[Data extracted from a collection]
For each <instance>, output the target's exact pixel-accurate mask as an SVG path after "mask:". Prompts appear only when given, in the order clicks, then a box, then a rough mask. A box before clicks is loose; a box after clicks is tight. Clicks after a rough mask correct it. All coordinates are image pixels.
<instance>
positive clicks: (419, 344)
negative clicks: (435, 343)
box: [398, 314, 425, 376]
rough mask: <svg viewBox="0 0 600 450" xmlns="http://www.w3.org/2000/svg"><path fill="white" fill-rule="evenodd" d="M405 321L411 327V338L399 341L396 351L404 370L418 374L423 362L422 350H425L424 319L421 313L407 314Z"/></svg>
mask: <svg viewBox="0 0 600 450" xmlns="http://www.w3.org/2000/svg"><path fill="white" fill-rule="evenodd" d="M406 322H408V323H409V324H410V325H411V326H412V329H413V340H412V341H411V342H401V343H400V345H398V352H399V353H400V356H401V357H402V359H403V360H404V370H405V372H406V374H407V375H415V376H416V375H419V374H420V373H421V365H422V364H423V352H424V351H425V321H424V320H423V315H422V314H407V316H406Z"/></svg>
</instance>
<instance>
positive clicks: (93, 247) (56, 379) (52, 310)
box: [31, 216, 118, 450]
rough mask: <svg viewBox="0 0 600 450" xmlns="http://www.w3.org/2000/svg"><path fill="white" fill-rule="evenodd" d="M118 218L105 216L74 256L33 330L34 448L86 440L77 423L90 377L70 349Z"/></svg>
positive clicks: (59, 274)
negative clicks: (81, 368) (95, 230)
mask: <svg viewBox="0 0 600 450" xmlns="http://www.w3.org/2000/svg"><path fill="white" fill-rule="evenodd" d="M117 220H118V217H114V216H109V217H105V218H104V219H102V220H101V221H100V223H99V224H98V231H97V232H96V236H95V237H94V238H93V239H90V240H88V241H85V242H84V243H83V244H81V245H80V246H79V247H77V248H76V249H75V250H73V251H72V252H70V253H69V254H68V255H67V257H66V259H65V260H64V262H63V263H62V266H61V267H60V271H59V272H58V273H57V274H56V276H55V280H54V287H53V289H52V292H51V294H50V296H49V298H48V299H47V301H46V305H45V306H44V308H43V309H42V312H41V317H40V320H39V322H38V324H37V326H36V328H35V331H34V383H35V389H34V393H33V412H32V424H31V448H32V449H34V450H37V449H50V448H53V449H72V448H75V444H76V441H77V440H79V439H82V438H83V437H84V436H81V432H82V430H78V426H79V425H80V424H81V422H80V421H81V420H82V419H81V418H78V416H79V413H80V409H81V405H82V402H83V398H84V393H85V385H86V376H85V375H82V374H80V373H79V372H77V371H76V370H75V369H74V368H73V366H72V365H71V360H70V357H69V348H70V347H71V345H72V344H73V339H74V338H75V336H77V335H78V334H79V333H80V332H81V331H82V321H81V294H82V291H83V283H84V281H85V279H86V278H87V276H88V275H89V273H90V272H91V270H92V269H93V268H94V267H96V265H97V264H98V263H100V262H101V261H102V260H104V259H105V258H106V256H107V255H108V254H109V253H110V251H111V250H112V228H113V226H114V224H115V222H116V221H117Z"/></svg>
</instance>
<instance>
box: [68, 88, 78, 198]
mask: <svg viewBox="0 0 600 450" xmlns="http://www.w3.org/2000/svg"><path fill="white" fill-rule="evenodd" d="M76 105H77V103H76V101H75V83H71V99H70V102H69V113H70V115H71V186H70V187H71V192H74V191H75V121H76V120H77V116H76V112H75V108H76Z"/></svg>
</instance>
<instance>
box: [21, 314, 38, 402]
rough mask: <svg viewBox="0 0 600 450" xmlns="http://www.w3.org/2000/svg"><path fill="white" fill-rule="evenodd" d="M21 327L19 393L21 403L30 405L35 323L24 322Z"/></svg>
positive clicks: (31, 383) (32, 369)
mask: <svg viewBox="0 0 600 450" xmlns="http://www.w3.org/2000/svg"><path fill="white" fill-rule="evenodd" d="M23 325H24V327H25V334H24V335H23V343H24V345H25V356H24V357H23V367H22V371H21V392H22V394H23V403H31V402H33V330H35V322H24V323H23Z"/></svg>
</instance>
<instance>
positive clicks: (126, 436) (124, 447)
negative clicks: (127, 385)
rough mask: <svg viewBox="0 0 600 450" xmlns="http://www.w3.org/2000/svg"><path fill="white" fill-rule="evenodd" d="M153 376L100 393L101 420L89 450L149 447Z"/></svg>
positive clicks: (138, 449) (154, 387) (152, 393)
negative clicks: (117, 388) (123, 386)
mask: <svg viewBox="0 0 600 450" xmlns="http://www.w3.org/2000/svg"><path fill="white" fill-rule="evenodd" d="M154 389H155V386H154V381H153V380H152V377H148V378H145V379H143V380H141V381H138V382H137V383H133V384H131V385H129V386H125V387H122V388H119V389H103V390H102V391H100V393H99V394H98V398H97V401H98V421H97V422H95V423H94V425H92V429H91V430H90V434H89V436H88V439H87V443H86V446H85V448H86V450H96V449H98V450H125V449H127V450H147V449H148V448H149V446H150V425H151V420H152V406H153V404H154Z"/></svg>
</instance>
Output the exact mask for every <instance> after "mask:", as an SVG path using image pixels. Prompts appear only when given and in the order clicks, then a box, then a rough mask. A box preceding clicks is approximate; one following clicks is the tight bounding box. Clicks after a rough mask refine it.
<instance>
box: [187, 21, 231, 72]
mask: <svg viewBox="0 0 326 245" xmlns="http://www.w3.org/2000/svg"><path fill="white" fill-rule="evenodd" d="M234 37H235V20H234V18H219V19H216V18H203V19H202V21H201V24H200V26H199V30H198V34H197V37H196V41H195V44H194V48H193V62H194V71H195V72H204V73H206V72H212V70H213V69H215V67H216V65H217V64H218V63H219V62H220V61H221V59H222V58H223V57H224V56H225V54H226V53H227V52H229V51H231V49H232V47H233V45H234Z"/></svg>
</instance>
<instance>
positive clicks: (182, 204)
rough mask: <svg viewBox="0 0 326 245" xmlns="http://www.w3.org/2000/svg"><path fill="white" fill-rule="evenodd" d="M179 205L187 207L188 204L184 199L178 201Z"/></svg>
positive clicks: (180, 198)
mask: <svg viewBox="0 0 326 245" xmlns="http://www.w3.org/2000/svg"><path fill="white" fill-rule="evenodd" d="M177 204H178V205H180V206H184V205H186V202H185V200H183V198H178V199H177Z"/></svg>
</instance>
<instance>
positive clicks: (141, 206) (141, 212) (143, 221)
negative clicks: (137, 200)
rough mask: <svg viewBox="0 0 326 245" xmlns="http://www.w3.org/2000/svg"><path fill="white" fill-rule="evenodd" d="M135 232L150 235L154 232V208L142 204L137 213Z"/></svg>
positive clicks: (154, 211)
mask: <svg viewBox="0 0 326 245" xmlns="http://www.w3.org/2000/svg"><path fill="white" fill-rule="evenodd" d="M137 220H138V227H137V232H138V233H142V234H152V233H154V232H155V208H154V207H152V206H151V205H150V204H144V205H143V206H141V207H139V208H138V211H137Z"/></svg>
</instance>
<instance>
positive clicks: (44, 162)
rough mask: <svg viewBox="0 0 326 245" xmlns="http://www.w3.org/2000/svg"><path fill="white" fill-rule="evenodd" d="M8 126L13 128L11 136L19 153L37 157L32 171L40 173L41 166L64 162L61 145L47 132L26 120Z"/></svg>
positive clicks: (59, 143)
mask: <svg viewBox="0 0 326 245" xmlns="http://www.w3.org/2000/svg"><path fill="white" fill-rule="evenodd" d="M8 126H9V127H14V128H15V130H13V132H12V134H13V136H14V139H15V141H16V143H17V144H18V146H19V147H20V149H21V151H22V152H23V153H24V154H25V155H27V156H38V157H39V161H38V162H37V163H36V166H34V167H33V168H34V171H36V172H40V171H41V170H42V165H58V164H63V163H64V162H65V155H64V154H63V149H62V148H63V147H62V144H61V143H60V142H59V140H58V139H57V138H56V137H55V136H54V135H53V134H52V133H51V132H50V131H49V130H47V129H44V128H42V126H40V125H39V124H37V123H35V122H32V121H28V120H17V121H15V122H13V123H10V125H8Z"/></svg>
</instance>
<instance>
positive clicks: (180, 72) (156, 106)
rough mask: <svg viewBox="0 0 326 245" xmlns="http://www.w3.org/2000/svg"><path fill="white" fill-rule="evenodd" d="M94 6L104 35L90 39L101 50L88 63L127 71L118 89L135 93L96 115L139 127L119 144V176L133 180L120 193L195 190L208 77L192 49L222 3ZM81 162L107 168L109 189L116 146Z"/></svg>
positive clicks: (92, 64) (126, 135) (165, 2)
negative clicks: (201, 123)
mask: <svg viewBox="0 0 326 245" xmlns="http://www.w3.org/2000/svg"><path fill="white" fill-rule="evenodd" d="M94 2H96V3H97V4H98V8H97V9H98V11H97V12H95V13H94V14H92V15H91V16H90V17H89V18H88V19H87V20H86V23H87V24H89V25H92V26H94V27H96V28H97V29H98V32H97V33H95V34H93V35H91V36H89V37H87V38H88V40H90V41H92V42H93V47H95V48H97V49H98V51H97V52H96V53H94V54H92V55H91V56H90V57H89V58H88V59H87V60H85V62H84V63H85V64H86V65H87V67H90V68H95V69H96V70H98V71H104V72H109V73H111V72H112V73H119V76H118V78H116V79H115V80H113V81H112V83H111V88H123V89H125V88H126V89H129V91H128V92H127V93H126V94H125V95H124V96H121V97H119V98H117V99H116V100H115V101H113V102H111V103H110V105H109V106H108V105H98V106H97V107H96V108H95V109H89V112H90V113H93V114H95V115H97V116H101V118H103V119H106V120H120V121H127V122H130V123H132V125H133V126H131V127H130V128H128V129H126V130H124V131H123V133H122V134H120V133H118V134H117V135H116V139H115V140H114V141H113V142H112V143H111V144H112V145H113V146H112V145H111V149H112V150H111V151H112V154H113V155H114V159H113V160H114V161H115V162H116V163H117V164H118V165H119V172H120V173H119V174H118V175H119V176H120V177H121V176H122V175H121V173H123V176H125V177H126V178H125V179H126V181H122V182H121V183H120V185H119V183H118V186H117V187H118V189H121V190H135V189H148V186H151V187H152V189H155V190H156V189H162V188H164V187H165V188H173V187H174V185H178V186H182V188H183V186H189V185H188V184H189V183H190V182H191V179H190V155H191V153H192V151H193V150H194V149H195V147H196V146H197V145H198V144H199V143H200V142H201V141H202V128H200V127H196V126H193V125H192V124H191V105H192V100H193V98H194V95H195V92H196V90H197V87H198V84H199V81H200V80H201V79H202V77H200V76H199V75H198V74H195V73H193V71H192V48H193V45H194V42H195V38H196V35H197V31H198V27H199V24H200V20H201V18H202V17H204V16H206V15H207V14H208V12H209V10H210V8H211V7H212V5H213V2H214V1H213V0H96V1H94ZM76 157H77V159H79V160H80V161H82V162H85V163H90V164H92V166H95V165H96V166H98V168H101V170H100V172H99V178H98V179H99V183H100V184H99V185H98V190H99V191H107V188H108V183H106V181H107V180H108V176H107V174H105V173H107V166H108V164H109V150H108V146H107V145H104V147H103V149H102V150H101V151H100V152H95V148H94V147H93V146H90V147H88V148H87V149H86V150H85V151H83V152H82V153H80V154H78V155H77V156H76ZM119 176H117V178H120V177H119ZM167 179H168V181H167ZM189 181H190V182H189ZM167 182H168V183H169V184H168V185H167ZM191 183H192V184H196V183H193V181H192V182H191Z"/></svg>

EXERCISE DETAILS:
From the records above, give again exactly the lines running from the line with "positive clicks: (180, 72) (156, 106)" to the line with "positive clicks: (92, 64) (126, 135) (165, 2)", inclusive.

ANSWER FOR THE TASK:
positive clicks: (180, 72) (156, 106)
rough mask: <svg viewBox="0 0 326 245" xmlns="http://www.w3.org/2000/svg"><path fill="white" fill-rule="evenodd" d="M94 6L104 35L90 39L101 50L88 63L127 71L118 89L135 93L96 115L139 127L119 144V176L133 180L120 193L195 190L208 77L192 49L222 3ZM81 162L107 168L109 189L116 146Z"/></svg>
positive clicks: (92, 64) (126, 135) (165, 2)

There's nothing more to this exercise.